At Rackspace Technology, we increasingly see sovereign AI as an operational model built around a simple principle: bring the AI to the data, not the data to the AI. For NHS organisations, that distinction matters.
Traditional AI approaches often rely on moving large volumes of sensitive data into external platforms or shared AI environments for processing and model interaction. In healthcare, that can quickly introduce governance, compliance, and operational concerns around where patient data resides, who can access it, and how it is controlled.
Sovereign AI takes a different approach. Instead of moving sensitive healthcare data into external AI ecosystems, AI capabilities are deployed closer to the data itself, within governed environments where organisations maintain operational visibility and control.
This allows NHS organisations to apply AI capabilities while maintaining stronger control over:
- Patient records and clinical data
- Data access and permissions
- Governance and auditability
- Operational oversight
- Compliance requirements across hybrid environments
From our work across healthcare and the wider public sector, we’re seeing growing recognition that AI adoption cannot scale sustainably if governance is treated as an afterthought.
As organisations move beyond isolated pilots and begin operationalising AI more broadly, maintaining control over how data is handled becomes critical to building trust in AI outcomes.
Scaling AI requires more than deployment
One of the biggest challenges facing NHS organisations is that deploying AI is only one part of the journey. Operationalising and scaling AI across healthcare environments requires ongoing governance, operational support, and performance management.
At Rackspace Technology, our approach focuses on supporting the full AI lifecycle:
- Develop
- Operate
- Scale
That starts with creating secure environments where organisations can experiment with AI while maintaining control over patient data and governance requirements. From there, AI workloads can be operated within managed environments that provide visibility, access control, and operational oversight. Finally, organisations can scale AI more confidently across healthcare environments while maintaining resilience and governance consistency.
Through our work with NHS and public sector organisations, we help customers not only design and develop AI solutions with strategic partners, but also operationalise and manage those environments over time. That includes supporting the infrastructure, governance, operational controls, and day-to-day management needed to run AI securely at scale.

* [Data records]:
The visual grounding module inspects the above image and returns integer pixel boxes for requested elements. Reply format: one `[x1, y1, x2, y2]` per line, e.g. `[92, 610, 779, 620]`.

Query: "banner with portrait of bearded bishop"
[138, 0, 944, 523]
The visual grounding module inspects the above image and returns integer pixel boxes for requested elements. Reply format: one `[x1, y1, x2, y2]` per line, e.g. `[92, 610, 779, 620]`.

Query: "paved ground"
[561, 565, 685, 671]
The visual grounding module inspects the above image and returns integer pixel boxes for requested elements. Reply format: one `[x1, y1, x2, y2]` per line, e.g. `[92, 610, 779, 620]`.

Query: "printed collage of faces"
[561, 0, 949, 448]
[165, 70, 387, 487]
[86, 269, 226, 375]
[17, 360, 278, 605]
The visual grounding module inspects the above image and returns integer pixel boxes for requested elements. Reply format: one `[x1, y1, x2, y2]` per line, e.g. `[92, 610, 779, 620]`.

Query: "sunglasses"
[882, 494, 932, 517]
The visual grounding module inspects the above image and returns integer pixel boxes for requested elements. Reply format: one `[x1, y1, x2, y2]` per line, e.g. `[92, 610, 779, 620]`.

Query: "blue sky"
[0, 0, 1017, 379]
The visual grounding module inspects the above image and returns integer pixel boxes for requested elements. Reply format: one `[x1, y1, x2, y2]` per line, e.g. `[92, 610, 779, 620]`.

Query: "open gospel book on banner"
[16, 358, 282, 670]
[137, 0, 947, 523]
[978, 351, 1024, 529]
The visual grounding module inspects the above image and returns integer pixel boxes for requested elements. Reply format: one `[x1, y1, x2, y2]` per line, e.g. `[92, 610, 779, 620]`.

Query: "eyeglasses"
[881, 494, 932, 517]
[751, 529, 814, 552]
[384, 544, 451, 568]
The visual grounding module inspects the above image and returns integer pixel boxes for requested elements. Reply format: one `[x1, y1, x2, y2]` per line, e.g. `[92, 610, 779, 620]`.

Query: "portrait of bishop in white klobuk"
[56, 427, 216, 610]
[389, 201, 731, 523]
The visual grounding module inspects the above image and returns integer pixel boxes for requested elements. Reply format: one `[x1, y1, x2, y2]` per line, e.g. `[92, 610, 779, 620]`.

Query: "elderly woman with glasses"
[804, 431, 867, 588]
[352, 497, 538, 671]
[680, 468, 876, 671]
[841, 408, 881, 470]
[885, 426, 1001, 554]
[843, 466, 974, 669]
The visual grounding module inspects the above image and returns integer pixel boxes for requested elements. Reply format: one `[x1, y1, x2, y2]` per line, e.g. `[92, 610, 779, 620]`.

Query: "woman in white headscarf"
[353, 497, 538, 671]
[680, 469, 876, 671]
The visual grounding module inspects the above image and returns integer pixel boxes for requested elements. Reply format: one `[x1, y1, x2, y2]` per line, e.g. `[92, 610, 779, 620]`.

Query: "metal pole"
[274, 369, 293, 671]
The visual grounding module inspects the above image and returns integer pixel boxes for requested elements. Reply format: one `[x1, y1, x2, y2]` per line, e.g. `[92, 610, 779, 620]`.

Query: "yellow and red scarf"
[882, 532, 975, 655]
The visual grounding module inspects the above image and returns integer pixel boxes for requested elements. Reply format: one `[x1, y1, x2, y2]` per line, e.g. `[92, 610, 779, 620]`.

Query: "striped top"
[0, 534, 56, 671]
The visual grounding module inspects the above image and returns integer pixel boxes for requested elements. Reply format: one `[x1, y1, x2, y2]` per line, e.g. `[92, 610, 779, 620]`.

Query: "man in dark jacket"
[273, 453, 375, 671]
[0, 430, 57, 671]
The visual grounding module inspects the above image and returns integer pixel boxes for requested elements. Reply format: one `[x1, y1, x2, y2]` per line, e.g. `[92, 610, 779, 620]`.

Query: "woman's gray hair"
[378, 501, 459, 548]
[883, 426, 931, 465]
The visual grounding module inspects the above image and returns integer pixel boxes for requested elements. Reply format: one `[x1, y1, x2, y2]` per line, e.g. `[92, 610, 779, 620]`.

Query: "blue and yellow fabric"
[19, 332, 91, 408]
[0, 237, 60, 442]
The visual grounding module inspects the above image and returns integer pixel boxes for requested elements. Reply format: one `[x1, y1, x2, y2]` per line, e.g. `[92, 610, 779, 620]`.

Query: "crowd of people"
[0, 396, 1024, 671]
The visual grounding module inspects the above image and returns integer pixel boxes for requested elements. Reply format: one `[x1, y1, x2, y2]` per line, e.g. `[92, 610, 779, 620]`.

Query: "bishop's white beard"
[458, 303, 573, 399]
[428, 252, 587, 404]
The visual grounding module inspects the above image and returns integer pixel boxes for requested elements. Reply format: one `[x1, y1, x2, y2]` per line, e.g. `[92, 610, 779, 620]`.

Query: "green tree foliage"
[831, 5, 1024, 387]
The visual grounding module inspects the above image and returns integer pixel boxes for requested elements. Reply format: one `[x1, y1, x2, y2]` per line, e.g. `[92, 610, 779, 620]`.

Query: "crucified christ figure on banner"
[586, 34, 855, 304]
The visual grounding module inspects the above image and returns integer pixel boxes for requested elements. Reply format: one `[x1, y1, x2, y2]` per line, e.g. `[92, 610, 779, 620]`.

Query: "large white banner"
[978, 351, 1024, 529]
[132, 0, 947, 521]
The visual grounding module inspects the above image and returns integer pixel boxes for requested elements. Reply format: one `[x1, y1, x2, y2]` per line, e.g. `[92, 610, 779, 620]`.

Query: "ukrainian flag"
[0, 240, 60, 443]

* [Problem description]:
Answer from the sovereign AI text:
(a) What simple principle is sovereign AI built around?
(b) Which three stages of the AI lifecycle does the Rackspace Technology approach support?
(c) What does that lifecycle support start with?
Base your answers only on the sovereign AI text.

* [Solution for this problem]:
(a) Bring the AI to the data, not the data to the AI.
(b) Develop, Operate and Scale.
(c) Creating secure environments where organizations can experiment with AI while maintaining control over patient data and governance requirements.